**Stated task A**
Can you rewrite the records from the line containing "Return one point per instance of the dark" through the end of the records, swapping "tower window" for "tower opening" and changing nothing else?

The expansion device 375 may be provided in the form of a simple Joule-Thomson valve or it may have higher complexity. Regardless of the specific implementation of the expansion device 375, its function is to allow feeding of the mixed phase pressurized unstabilized hydrocarbon stream 240 at said feed pressure into the stabilizer column 400.
In the example shown in FIG. 1, the expansion device 375 actually comprises three Joule-Thomson valves (a first Joule-Thomson valve 370 and first and second feed Joule-Thomson valves 371 and 372), and an inlet separator 360. The inlet separator may be configured in the form of a drum. The inlet separator 360 on an upstream side thereof is separated from the evaporator 310 by the first Joule-Thomson valve 370. On a downstream side the inlet separator 360 is separated from the stabilizer column 400 via both the first and second feed Joule- Thomson valves 371 and 372. The first feed Joule-Thomson valve 371 is configured in a liquid hydrocarbon feed line 251, which extends between a bottom outlet in the inlet separator 360 and a third inlet device 430 into the stabilizer column 400. The third inlet device 430 is located gravitationally below the first inlet device 410 and above the first vapour/liquid contacting device 470. The second feed Joule-Thomson valve 372 is configured in a vapour hydrocarbon feed line 255, which extends between a vapour outlet in the inlet separator 360 and the first inlet device 410 into the stabilizer column 400.
An overhead compressor system 320 is arranged in the vapour discharge line 270, for compressing the vapour phase being discharged from the top end 440 of the stabilizer column 400 to an auxiliary pressure, thereby forming a compressed overhead vapour stream 280. The auxiliary pressure is higher than the feed pressure. An overhead line 280 is connected to the vapour discharge line 270 via the compressor system 320. The overhead compressor system 320 may further be provided with one or more compressor suction drums (not shown) to protect any overhead compressor in the overhead compressor system 320 against possible liquids that might be present in the vapour discharge line 270.

**Stored records**
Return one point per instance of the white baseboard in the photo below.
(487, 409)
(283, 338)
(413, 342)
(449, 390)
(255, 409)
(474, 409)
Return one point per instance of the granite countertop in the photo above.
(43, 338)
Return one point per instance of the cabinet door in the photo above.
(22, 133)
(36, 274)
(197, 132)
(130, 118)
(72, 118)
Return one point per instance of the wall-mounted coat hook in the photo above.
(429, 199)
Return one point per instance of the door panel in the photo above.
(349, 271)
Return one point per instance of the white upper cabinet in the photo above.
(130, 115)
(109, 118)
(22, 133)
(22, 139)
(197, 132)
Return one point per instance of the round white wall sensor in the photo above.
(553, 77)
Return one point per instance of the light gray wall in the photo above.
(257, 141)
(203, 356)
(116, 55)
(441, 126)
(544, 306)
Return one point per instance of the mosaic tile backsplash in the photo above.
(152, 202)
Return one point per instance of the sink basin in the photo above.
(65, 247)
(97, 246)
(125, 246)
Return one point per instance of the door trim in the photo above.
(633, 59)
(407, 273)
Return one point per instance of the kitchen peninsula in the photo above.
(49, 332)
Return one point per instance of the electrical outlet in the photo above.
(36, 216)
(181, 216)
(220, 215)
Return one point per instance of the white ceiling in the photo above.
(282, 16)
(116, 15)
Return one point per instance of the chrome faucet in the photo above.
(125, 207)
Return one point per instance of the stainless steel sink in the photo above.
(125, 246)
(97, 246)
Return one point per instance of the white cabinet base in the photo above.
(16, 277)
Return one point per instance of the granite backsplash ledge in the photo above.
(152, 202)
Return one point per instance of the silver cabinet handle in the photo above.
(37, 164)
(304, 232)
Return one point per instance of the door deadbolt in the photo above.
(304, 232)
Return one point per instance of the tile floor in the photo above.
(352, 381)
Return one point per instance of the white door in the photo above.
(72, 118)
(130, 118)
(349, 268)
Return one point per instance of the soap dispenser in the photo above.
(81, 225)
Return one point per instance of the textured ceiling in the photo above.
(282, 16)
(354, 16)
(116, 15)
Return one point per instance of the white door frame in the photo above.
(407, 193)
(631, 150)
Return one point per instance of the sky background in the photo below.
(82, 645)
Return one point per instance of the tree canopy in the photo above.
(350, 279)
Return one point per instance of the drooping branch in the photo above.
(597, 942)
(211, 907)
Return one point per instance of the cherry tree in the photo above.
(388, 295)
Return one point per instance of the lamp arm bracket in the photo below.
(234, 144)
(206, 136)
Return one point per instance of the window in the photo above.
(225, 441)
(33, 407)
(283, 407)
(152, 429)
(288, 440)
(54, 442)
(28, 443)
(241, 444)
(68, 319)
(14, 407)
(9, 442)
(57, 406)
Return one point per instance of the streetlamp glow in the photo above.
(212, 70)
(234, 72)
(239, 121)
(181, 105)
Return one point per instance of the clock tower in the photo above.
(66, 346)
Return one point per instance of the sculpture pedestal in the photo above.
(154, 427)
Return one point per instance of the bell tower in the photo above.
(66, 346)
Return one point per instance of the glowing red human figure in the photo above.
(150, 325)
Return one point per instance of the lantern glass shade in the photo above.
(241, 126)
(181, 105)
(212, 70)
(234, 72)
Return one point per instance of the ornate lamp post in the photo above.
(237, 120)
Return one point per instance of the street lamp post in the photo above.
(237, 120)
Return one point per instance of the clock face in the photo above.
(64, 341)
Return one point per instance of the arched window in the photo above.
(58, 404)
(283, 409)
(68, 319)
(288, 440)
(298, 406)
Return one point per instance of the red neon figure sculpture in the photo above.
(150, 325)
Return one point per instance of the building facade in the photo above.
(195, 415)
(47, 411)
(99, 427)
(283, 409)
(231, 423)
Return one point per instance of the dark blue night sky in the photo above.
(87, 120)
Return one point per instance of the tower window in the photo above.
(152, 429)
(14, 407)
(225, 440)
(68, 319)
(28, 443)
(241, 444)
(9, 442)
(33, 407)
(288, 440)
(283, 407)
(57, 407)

**Stated task B**
In the stabilizer column description, why may the overhead compressor system be given one or more compressor suction drums?

**Expected answer A**
Return one point per instance of the dark blue night sky in the photo above.
(87, 120)
Return one point per instance of the tower opening in the photo above.
(152, 429)
(14, 407)
(225, 440)
(68, 319)
(28, 443)
(241, 444)
(9, 442)
(33, 407)
(288, 440)
(283, 407)
(57, 407)

**Expected answer B**
The suction drums protect any overhead compressor in the overhead compressor system 320 against liquids that might be present in the vapour discharge line 270.